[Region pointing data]
[Start of Attachment]

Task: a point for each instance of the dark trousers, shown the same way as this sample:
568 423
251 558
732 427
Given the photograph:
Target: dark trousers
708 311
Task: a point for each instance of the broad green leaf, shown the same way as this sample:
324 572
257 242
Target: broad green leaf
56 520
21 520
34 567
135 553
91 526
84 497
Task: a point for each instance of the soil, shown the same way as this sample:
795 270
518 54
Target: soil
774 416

[End of Attachment]

THE TASK: Your job here is to copy the entries above exactly.

WRITTEN SOLUTION:
Task: a point for each instance of the dark trousers, shown the same way as this sample:
568 423
251 558
732 427
Given the photograph:
Target: dark trousers
708 311
Task: a point for each instance of the broad green leaf, shown the same way as this sample:
324 572
257 242
Target: broad green leaf
56 520
21 520
34 567
135 553
91 526
84 497
Task: a point for each instance of the soil, shown the same way as this sample:
795 270
518 54
Target: soil
774 416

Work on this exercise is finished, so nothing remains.